Set problem :: Could you update the records below so that every "foliage" reads "leaves", leaving everything else the same?

Dataset rows ::

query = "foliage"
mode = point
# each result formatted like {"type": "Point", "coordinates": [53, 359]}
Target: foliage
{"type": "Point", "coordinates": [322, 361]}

Expected answer ::
query = "leaves"
mode = point
# each result formatted like {"type": "Point", "coordinates": [53, 359]}
Target: leaves
{"type": "Point", "coordinates": [322, 361]}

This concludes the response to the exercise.